Task prompt:
Copy the rows below word for word, keeping every line in its original order.
· · · ·
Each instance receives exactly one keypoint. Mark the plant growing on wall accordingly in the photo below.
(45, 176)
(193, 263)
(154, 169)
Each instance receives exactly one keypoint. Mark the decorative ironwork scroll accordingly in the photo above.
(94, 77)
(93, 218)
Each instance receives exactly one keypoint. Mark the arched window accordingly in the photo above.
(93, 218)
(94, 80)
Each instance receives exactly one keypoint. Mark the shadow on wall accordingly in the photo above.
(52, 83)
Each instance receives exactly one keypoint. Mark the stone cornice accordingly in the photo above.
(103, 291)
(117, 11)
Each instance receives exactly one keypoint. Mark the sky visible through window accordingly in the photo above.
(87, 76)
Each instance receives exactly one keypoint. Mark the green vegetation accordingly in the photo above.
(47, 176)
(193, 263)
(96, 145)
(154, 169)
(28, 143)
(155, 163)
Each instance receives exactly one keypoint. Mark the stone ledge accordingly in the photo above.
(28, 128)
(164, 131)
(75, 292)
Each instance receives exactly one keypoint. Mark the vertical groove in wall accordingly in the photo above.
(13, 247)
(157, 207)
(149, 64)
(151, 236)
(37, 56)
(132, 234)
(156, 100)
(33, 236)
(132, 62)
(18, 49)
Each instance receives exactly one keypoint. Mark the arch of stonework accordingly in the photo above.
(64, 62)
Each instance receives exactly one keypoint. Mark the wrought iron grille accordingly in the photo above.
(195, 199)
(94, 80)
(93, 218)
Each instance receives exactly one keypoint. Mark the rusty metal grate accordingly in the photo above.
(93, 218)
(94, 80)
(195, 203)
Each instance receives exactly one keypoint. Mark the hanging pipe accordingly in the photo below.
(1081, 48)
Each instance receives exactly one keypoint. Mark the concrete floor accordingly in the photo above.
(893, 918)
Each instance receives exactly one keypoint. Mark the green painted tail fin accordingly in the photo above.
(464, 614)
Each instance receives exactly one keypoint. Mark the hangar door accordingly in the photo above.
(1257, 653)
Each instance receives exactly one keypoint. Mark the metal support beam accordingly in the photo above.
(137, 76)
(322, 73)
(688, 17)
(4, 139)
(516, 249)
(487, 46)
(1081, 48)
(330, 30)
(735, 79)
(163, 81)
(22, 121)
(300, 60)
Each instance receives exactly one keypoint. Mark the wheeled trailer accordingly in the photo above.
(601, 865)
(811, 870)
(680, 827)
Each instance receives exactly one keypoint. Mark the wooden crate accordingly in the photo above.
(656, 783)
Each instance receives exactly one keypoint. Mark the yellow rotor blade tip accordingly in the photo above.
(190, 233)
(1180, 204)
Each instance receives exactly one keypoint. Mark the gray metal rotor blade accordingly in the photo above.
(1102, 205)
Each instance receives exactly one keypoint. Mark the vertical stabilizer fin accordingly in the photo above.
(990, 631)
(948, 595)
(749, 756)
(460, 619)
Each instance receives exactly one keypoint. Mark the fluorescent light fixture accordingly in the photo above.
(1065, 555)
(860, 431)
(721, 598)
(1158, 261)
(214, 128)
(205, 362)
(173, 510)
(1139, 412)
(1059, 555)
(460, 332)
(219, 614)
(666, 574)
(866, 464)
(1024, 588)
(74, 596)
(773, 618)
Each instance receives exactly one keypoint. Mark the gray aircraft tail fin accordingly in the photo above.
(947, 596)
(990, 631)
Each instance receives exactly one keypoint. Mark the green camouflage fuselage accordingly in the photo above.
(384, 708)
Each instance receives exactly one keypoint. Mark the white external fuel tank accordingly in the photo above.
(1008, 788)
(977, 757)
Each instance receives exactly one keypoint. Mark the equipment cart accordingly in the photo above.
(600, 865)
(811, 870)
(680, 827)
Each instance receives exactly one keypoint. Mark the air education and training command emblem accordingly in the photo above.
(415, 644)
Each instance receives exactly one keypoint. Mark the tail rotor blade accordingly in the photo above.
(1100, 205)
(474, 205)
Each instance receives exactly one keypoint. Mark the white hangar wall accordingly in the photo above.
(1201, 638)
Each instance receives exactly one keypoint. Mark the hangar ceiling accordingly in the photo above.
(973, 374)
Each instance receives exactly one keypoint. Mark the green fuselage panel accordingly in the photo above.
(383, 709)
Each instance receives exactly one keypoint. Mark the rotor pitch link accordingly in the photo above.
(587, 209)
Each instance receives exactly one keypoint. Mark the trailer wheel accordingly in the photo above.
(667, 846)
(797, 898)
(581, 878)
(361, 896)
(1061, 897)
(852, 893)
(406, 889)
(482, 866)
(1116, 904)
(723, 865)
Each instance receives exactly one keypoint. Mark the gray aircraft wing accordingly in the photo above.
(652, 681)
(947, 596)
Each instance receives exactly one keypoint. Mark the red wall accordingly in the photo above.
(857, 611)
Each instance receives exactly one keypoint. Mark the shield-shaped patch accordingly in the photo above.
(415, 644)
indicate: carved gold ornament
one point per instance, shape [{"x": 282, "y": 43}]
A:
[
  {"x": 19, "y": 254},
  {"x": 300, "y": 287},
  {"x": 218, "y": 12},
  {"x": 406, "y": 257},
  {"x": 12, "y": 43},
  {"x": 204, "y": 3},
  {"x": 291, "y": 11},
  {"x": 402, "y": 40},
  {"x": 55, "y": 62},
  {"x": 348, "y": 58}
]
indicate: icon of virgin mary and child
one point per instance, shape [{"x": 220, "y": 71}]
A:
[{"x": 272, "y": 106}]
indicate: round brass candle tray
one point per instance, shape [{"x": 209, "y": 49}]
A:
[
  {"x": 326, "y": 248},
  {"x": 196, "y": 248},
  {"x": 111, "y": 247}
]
· · · ·
Response to this exercise:
Each instance receives exactly one keypoint. Mark the plant growing on wall accordingly in the photo below.
(45, 176)
(193, 263)
(154, 169)
Each instance receives exactly one keypoint. Mark the decorative ironwork scroll accordingly in the photo above.
(94, 77)
(93, 218)
Each instance receives exactly one keypoint. Mark the arched window accordingly in the photo above.
(93, 218)
(94, 80)
Each instance receives exactly one keypoint. Mark the shadow on wall accordingly in the photo above.
(52, 83)
Each instance receives exactly one keypoint. Mark the stone cornice accordingly in the photo above.
(103, 291)
(117, 11)
Each instance receives exactly one keypoint. Mark the sky visible through window accordingly in the photo above.
(87, 76)
Each instance receives exactly one keypoint. Mark the green vegetation accordingly in the photo above.
(47, 176)
(193, 263)
(96, 145)
(154, 169)
(28, 143)
(155, 163)
Each instance receives exactly one keypoint. Mark the stone ledge accordingly in the photo above.
(28, 128)
(164, 131)
(75, 292)
Each instance receives exactly one keypoint. Mark the vertical groove in wall accordingly in the photo above.
(13, 247)
(157, 207)
(149, 64)
(151, 236)
(37, 56)
(132, 234)
(156, 100)
(33, 236)
(132, 62)
(18, 49)
Each instance receives exactly one keypoint. Mark the arch of stonework accordingly in the photo above.
(64, 62)
Each instance receives exactly one keypoint. Mark the wrought iron grille accordingly in the photo above.
(195, 199)
(94, 80)
(93, 218)
Each instance receives exactly one keypoint. Mark the rusty metal grate accordingly in the photo above.
(93, 218)
(94, 80)
(195, 203)
Each instance receives exactly one keypoint. Mark the hanging pipe accordingly in the photo below.
(1081, 48)
Each instance receives exactly one keypoint. Mark the concrete floor accordingly in the photo above.
(893, 918)
Each instance receives exactly one keypoint. Mark the green painted tail fin accordingly in the photo above.
(464, 614)
Each instance receives exactly one keypoint. Mark the hangar door accordingly in the photo above.
(1257, 653)
Each instance receives exactly one keypoint. Mark the metal support beam accordingly in the photo above.
(137, 76)
(322, 73)
(688, 17)
(4, 139)
(516, 249)
(487, 46)
(1081, 48)
(330, 30)
(735, 79)
(163, 81)
(22, 121)
(300, 60)
Each instance receives exactly one keypoint. Mark the wheeled trailer accordingly in the photo above.
(601, 865)
(811, 870)
(680, 827)
Each instance receives exactly one keypoint. Mark the wooden crate accordingly in the photo above.
(656, 783)
Each instance receives exactly one keypoint. Mark the yellow rotor blade tip accordingly in the photo above.
(190, 233)
(1180, 204)
Each instance receives exactly one keypoint. Mark the gray metal rotor blade accordingly in the photo above.
(1102, 205)
Each instance receives exactly one keypoint. Mark the vertical stabilizer fin accordingly in the photo above.
(990, 631)
(948, 595)
(749, 756)
(460, 619)
Each instance receives exactly one keypoint. Mark the fluorescent light fixture accordingly in the photo above.
(1065, 555)
(860, 431)
(721, 598)
(1158, 261)
(214, 128)
(205, 362)
(173, 510)
(1139, 412)
(1059, 555)
(460, 332)
(219, 614)
(666, 574)
(866, 464)
(1024, 588)
(74, 596)
(773, 618)
Each instance receives exactly one keypoint. Mark the gray aircraft tail fin accordingly in the photo above.
(947, 596)
(990, 631)
Each instance receives exactly one keypoint. Mark the green camouflage fuselage accordingly in the photo above.
(384, 708)
Each instance receives exactly one keypoint. Mark the white external fuel tank accordingly in the photo above.
(1008, 788)
(977, 757)
Each instance receives exactly one keypoint. Mark the equipment cart accordingly in the photo above.
(600, 865)
(811, 870)
(680, 827)
Each instance receives exactly one keypoint. Mark the air education and training command emblem accordingly in the photo above.
(415, 644)
Each instance receives exactly one keypoint. Mark the tail rotor blade accordingly in the photo above.
(1100, 205)
(474, 205)
Each instance receives exactly one keypoint. Mark the white hangar wall accordingly in the photo above.
(1201, 638)
Each instance receives exactly one keypoint. Mark the hangar ceiling accordingly in the photo above.
(973, 374)
Each instance receives exactly one keypoint. Mark the green fuselage panel accordingly in the photo above.
(383, 709)
Each instance receives exactly one keypoint. Mark the rotor pitch link accordingly in the photo above.
(587, 209)
Each instance receives exactly one keypoint. Mark the trailer wheel accordingly in the photo above.
(667, 846)
(797, 898)
(581, 878)
(361, 896)
(1061, 897)
(852, 893)
(406, 889)
(482, 866)
(1116, 904)
(723, 865)
Each instance receives exactly one keypoint. Mark the gray aircraft wing accordingly in the photo above.
(652, 681)
(947, 596)
Each instance receives exactly one keypoint. Mark the red wall accordingly in the photo above.
(857, 611)
Each instance receives exactly one keypoint. Mark the shield-shaped patch accordingly in the photo above.
(415, 644)
indicate: carved gold ornament
one point per instance, shape [{"x": 282, "y": 43}]
A:
[
  {"x": 19, "y": 254},
  {"x": 300, "y": 287},
  {"x": 218, "y": 12},
  {"x": 406, "y": 257},
  {"x": 12, "y": 43},
  {"x": 204, "y": 3},
  {"x": 291, "y": 11},
  {"x": 402, "y": 40},
  {"x": 55, "y": 62},
  {"x": 348, "y": 58}
]
indicate: icon of virgin mary and child
one point per instance, shape [{"x": 220, "y": 71}]
A:
[{"x": 272, "y": 106}]
indicate: round brass candle tray
one point per instance, shape [{"x": 209, "y": 49}]
A:
[
  {"x": 326, "y": 248},
  {"x": 196, "y": 248},
  {"x": 111, "y": 247}
]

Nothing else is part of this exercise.